● Task description:
Transcribe the entries word for word, beginning at the line that contains "Each instance of the splash" and stopping after the line that contains "Target: splash".

● Record list:

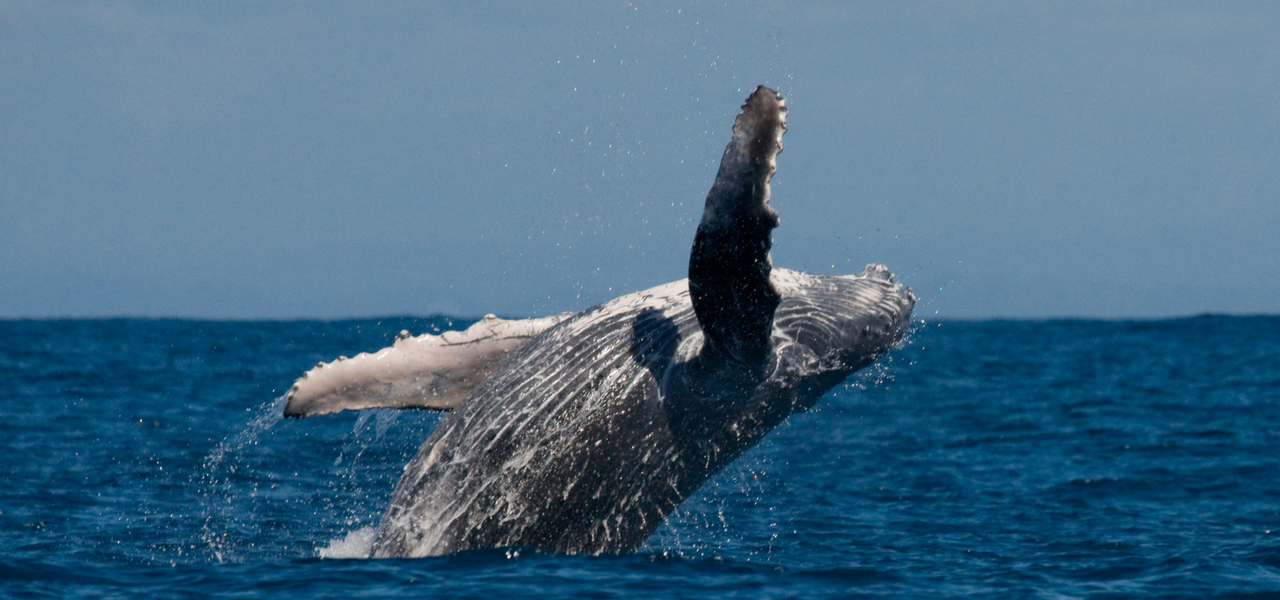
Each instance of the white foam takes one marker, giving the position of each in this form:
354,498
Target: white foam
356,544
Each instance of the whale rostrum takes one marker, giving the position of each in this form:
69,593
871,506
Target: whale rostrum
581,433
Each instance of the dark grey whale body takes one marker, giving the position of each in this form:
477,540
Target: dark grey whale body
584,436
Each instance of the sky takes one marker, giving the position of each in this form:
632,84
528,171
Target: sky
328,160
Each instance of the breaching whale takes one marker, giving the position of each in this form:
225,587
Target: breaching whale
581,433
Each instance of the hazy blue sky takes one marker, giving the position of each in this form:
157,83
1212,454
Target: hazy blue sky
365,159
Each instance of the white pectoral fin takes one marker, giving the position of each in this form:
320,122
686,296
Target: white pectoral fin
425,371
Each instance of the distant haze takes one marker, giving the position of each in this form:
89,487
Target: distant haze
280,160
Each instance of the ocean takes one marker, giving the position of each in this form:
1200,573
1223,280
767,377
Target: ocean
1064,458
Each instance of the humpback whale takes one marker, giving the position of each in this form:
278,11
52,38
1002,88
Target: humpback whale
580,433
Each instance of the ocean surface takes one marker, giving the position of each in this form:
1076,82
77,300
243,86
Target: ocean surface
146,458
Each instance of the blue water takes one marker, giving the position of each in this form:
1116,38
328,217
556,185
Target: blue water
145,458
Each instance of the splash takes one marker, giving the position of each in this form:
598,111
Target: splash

==

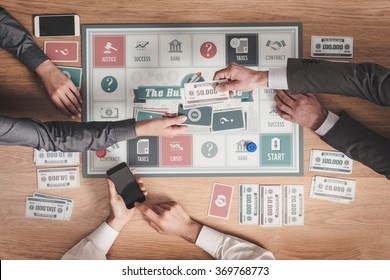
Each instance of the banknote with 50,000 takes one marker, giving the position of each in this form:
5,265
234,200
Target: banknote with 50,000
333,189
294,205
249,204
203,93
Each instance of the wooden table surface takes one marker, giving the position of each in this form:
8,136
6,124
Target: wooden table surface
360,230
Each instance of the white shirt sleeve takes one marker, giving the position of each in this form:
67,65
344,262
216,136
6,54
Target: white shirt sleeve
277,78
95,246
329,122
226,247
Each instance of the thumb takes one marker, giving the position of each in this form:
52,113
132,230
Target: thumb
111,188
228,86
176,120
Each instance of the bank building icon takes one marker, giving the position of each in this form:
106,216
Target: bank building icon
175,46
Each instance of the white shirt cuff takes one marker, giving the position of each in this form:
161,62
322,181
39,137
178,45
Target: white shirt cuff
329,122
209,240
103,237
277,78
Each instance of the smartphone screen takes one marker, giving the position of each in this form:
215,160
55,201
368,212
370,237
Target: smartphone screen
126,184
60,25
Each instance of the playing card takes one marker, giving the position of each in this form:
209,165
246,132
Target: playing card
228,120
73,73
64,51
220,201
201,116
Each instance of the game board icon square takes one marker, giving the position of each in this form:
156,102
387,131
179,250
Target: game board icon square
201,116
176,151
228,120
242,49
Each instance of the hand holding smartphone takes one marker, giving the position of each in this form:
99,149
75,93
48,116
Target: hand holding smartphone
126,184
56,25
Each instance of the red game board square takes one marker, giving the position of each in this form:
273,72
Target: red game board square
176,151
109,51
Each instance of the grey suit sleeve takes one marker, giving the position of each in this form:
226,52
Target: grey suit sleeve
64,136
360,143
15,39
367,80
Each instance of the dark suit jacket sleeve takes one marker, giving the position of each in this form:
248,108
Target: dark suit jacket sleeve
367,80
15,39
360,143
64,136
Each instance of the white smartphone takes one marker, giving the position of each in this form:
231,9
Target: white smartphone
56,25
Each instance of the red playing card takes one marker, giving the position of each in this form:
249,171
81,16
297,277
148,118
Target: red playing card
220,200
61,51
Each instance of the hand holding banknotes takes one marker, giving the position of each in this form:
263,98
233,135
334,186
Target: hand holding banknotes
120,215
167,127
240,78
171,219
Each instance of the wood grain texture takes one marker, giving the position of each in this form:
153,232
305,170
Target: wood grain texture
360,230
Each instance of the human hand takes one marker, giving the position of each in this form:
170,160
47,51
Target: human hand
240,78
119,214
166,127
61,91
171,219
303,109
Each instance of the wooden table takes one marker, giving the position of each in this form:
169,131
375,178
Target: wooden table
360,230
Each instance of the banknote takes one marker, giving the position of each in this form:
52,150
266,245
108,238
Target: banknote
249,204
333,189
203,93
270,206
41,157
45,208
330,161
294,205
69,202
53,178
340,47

● Output of the exercise:
Each instance of the splash takes one marker, giving the position of each in this form:
598,111
Target: splash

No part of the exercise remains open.